* ACTIONS TO TAKE
1. Please copy the stretch from "On the other" through "a particular order." from the passage on the Bible's order, word for word.
2. Summarize the passage on the Bible's order in two sentences.

* SELECTED EXCERPT

Why is the Bible not in chronological order?
The Bible is a collection of 66 books written by approximately 40 authors over about 1,500 years. Each author, inspired by God, was writing for a specific purpose.
Samuel—Kings and Chronicles—Ezra—Nehemiah are good examples. The first tells a covenant history, how the kings who led Israel kept violating the covenant God made with his people. This helped the Jews in exile in Babylon understand why they were in exile. The second tells a royal history, how certain kings took care of the temple and the worship of God before the people were sent into exile. This account barely mentions the evil kings, but it still faithfully and completely tells the story of Israel for its purpose: it encouraged the exiles that they would return to their land and a king would rule them again. So taking whole accounts such as Kings and Chronicles and merging them into chronological order would destroy the specific narrative they are trying to tell.
On the other hand, there are books in the Bible that it would make sense to rearrange into chronological order. Take Paul’s letters, for instance. In the current traditional Bible, they are in order from longest to shortest. The Prophets are also placed generally in order of length. But it was not always this way. In ancient times, the keeper of the scrolls in a synagogue would place the “books” of the Bible in cubbyholes in a case. He kept them in the order he was taught or the one he chose. For many centuries, there was no fixed order of scrolls among the synagogues or churches around the world. Even when the codex (an early type of book) was created, the books in the Bible were not in a particular order.

* DATASET CONTENT
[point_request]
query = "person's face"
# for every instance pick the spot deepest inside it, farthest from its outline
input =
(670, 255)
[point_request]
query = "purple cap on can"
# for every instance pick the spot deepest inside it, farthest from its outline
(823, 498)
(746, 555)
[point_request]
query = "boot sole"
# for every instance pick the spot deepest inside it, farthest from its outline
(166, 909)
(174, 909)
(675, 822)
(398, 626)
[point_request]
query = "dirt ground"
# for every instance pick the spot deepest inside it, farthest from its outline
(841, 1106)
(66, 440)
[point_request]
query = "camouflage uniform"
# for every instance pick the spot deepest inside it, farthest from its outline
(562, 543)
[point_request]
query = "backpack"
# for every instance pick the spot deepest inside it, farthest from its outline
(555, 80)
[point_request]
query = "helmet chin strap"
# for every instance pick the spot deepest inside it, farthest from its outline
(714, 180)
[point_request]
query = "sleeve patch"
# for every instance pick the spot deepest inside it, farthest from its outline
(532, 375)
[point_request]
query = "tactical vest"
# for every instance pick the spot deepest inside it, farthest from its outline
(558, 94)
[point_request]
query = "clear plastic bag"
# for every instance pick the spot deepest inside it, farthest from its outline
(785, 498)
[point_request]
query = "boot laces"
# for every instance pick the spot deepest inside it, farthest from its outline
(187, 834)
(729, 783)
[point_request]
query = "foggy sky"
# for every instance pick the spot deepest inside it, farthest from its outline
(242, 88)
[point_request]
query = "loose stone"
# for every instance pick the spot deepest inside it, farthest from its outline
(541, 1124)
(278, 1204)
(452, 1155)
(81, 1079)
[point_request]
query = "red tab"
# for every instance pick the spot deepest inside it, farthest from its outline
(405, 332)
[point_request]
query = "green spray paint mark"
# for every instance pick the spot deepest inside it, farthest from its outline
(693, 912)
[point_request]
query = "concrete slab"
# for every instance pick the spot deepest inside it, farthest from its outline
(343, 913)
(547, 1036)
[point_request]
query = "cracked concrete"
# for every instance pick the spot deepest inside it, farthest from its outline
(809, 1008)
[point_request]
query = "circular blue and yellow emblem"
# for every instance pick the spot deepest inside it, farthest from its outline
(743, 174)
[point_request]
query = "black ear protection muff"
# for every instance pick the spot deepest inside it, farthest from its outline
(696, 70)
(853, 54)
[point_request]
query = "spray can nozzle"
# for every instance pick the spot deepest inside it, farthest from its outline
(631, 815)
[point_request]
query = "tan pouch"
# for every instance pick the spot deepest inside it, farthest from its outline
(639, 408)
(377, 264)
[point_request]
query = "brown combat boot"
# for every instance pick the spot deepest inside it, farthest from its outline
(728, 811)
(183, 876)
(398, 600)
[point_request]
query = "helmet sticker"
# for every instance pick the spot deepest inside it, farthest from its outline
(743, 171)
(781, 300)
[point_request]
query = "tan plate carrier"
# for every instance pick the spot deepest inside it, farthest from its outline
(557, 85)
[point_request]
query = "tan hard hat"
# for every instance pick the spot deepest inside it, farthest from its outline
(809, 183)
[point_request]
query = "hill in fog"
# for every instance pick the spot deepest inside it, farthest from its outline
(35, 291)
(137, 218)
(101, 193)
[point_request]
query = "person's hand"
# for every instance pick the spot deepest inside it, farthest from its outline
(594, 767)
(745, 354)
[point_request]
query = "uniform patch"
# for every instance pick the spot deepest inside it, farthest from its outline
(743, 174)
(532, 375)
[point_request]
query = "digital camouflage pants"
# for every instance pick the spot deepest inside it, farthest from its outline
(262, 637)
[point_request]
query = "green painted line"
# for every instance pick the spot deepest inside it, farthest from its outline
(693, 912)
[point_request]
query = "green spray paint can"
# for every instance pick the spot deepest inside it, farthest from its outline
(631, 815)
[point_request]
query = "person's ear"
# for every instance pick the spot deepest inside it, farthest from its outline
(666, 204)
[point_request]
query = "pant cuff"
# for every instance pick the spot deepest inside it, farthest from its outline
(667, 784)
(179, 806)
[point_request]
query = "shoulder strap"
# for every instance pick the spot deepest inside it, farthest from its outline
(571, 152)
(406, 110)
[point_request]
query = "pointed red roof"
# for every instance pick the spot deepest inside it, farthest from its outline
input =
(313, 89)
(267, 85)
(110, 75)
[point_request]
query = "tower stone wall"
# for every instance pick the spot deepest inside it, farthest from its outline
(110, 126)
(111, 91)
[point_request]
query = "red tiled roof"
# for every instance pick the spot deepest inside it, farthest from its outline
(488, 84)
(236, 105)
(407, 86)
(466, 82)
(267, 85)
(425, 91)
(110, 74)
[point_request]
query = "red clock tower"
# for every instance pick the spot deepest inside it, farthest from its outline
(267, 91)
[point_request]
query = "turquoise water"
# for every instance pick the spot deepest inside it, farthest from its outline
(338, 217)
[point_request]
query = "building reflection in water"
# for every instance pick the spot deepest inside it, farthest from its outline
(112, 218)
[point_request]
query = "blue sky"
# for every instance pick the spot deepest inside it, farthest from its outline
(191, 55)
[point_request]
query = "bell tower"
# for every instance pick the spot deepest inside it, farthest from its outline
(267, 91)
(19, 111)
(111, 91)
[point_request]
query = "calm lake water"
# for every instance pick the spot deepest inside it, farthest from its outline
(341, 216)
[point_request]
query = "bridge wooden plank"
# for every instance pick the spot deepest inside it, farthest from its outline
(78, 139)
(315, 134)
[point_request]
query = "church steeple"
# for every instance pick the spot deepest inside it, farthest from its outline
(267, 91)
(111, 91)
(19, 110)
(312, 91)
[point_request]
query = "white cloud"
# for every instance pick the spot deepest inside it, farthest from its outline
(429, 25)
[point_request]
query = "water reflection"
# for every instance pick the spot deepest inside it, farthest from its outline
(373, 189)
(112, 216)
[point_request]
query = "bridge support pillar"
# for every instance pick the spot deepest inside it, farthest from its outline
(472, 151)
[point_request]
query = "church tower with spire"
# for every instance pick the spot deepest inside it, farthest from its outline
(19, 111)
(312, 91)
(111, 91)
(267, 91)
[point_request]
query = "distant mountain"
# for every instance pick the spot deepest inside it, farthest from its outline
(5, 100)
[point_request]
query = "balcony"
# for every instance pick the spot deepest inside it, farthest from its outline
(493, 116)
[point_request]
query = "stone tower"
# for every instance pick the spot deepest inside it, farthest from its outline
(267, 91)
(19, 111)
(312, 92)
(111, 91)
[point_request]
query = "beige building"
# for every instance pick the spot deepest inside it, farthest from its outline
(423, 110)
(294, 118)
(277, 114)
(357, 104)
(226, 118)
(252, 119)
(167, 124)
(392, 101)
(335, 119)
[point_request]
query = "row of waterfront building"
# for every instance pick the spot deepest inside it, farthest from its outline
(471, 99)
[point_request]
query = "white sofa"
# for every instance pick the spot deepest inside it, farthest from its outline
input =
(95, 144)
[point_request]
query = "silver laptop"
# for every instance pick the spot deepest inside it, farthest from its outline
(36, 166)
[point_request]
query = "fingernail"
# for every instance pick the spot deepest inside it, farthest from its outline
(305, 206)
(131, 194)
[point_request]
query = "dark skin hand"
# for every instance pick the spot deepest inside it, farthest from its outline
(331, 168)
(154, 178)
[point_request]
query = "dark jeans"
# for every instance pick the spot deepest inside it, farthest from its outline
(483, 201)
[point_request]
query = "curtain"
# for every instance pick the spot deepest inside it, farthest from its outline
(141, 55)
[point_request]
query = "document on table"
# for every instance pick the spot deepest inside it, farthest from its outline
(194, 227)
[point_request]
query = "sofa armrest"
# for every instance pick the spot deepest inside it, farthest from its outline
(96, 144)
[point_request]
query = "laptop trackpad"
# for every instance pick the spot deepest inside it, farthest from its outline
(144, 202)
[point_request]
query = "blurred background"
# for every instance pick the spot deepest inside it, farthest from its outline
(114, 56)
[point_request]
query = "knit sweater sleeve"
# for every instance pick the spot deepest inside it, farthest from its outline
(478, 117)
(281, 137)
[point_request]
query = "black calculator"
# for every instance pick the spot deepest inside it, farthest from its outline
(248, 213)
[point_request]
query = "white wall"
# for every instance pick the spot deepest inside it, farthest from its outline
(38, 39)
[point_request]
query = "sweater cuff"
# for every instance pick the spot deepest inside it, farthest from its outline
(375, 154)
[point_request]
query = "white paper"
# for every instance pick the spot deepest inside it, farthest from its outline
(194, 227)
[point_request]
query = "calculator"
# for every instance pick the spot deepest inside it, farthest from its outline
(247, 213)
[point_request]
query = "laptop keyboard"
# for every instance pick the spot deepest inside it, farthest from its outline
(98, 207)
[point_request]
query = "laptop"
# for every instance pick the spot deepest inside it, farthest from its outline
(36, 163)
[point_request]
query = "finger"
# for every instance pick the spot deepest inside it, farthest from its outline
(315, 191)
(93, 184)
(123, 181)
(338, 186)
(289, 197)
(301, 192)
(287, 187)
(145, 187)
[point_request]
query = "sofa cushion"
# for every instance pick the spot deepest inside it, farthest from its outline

* OUTPUTS IN ORDER
1.
On the other hand, there are books in the Bible that it would make sense to rearrange into chronological order. Take Paul’s letters, for instance. In the current traditional Bible, they are in order from longest to shortest. The Prophets are also placed generally in order of length. But it was not always this way. In ancient times, the keeper of the scrolls in a synagogue would place the “books” of the Bible in cubbyholes in a case. He kept them in the order he was taught or the one he chose. For many centuries, there was no fixed order of scrolls among the synagogues or churches around the world. Even when the codex (an early type of book) was created, the books in the Bible were not in a particular order.

2. The Bible's 66 books were written by about 40 authors over some 1,500 years, each for a specific purpose, so merging accounts such as Kings and Chronicles into chronological order would destroy the narratives they tell. Other books, like Paul's letters and the Prophets, are arranged roughly by length and could sensibly be put in chronological order, and for many centuries the books had no fixed order at all.